**Description of the task:**
From the records below, output exactly the lines running from the line containing "Where in this photo can the white leaf" through the line containing "Where in this photo can the beige", and no others.

**Listed entries:**

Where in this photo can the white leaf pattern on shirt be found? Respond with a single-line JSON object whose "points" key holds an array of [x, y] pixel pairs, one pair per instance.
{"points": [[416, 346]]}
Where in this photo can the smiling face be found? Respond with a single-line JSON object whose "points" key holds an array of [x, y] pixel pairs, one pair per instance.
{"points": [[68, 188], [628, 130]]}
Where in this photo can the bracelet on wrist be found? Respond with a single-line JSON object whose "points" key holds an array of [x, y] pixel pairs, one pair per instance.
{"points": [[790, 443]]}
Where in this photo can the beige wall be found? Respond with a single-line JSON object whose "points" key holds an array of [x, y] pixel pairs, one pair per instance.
---
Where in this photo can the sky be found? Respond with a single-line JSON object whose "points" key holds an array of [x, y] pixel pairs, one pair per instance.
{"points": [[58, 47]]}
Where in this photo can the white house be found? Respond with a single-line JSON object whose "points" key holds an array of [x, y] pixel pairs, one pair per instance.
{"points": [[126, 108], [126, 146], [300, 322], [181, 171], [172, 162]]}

**Result of the task:**
Where in this photo can the white leaf pattern on shirt be found? Respond with a single-line JSON object whose "points" key holds an array of [x, y] pixel pairs, one pair per instance.
{"points": [[416, 346]]}
Where in this photo can the smiling face be found? Respond with a single-line JSON object whose "points" key holds an array of [x, y] pixel pairs, one pair per instance.
{"points": [[68, 188], [628, 130]]}
Where in this photo can the bracelet on wrist be found? Respond with a single-line JSON object whose "points" key holds an array of [x, y] pixel pairs, one pair per instance.
{"points": [[790, 443]]}
Where in this photo can the beige wall be found? Respond with a single-line JSON object whose "points" key holds an array of [x, y] pixel pairs, one pair per instance.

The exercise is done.